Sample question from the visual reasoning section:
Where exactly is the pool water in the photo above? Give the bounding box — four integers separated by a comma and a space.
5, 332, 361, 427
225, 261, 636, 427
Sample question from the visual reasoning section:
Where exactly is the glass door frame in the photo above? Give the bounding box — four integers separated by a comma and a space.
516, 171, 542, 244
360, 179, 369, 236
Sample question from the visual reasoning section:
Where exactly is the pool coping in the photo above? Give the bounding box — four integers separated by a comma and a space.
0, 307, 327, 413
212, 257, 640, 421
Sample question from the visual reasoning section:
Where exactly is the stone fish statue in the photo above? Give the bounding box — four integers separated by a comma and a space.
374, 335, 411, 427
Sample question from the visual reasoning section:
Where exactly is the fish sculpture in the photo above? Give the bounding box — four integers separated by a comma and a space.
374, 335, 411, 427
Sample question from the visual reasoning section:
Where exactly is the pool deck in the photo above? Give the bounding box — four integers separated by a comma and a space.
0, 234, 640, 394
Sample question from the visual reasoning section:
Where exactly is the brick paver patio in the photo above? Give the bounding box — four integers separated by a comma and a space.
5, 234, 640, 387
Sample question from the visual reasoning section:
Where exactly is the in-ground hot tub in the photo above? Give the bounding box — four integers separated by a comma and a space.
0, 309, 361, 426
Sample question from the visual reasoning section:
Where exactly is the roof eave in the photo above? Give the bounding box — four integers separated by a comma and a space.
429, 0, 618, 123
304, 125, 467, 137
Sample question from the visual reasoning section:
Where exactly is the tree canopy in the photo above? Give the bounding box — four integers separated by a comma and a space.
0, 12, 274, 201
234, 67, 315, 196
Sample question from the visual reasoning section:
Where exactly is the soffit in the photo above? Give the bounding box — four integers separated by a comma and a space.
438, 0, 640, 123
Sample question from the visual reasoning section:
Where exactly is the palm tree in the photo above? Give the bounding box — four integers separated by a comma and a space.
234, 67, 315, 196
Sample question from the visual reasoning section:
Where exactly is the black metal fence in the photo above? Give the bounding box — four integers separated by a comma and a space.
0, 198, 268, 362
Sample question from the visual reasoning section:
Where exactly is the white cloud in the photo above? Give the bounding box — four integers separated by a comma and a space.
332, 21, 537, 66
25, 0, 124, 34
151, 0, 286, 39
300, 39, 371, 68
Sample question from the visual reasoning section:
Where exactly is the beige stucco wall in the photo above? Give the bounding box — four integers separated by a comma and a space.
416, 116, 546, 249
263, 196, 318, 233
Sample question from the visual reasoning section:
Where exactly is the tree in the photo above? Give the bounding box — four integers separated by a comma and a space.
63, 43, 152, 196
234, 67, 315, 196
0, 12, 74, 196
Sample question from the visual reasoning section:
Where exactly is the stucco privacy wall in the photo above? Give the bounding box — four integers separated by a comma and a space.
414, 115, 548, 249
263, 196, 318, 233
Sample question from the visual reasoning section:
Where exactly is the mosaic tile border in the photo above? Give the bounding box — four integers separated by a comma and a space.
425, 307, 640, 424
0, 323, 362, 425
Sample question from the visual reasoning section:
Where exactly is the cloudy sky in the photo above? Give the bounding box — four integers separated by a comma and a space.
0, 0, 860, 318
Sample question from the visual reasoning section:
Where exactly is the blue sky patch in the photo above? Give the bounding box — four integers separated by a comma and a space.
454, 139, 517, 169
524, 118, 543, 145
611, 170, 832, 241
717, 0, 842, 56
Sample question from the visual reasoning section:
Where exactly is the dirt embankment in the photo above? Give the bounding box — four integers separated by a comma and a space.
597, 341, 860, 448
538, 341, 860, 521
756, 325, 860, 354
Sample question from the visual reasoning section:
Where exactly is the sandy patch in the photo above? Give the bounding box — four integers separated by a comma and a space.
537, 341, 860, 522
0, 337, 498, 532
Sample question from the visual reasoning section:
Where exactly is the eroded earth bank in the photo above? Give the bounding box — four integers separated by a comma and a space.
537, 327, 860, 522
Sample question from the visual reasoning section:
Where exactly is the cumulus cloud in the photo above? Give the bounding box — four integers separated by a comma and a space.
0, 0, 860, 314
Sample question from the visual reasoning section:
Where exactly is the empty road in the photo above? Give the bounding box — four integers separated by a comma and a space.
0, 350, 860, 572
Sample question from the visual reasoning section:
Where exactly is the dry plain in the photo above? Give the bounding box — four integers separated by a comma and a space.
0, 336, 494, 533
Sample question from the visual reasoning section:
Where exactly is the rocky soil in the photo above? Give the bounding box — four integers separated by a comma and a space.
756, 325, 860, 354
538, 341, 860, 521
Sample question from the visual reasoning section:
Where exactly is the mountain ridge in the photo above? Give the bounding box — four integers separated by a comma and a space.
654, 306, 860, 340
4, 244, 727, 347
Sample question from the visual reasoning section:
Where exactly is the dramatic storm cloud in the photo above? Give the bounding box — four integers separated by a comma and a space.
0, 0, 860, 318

━━━

§ **Task details**
Please format the stretch of the listing above, from its first line through the line containing "360, 179, 369, 236", as a numbered list, leaving out any blank lines.

§ **Exercise response**
1. Sample question from the visual reasoning section:
2. Where exactly is the pool water in the photo above? Give the bounding box — four integers separated by a comma and a space.
3. 5, 332, 361, 427
4. 225, 261, 636, 427
5. Sample question from the visual reasoning section:
6. Where exactly is the glass door frame in the photo above? Give the bounding box — four integers separated by a comma and a space.
7. 516, 171, 542, 244
8. 360, 179, 369, 236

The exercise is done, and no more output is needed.